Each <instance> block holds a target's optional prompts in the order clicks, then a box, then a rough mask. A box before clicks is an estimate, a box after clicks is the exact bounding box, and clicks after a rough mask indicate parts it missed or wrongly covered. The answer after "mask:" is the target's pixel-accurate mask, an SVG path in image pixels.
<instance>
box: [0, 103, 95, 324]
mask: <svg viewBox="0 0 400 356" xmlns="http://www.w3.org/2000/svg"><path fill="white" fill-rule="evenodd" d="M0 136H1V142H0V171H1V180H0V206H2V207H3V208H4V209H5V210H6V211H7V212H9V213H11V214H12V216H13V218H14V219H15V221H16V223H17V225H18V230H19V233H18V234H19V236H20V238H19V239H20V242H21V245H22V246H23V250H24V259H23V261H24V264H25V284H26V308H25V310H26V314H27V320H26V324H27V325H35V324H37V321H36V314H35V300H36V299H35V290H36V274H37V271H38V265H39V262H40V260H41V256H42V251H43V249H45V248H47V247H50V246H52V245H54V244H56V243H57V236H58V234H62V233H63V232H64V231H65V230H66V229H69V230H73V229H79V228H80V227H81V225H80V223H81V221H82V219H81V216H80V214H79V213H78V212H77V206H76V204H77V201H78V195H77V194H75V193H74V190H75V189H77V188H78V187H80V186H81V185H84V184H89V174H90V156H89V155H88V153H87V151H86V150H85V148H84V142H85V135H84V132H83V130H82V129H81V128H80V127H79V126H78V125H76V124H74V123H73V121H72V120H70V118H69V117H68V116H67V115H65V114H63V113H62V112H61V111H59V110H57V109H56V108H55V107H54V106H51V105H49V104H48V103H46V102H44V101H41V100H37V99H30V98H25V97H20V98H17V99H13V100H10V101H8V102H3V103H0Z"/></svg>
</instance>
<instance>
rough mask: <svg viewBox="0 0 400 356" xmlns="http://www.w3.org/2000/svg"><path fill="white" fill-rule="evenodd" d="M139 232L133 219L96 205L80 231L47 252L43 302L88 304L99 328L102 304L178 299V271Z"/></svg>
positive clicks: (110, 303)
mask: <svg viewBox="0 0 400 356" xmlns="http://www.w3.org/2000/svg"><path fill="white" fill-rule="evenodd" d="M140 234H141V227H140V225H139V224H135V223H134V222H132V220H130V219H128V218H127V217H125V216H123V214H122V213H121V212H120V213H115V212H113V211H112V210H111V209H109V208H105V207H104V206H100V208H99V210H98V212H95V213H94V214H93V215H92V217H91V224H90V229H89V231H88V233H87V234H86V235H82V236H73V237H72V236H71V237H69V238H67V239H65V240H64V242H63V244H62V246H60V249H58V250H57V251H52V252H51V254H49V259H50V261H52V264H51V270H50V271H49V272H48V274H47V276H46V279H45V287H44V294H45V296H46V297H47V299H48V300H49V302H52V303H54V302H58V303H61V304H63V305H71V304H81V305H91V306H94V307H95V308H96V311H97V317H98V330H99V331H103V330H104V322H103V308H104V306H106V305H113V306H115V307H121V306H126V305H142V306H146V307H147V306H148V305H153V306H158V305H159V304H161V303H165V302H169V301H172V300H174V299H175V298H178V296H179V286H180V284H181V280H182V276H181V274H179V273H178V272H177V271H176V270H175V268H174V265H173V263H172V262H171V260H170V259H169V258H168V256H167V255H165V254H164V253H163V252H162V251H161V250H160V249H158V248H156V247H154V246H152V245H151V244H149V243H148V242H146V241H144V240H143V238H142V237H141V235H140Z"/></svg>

• Task description:
Scan the entries above for the word "rough". Report the lines that hold it.

• Solution to the problem:
Each <instance> block holds a target's optional prompts in the order clicks, then a box, then a rough mask. A box before clicks is an estimate, a box after clicks is the exact bounding box, and clicks after a rough mask indicate parts it missed or wrongly covered. The answer after "mask:" is the target's pixel-accurate mask, an SVG path in image pixels.
rough mask: <svg viewBox="0 0 400 356" xmlns="http://www.w3.org/2000/svg"><path fill="white" fill-rule="evenodd" d="M139 232L133 219L96 205L80 231L47 252L43 302L88 304L99 328L102 304L178 299V271Z"/></svg>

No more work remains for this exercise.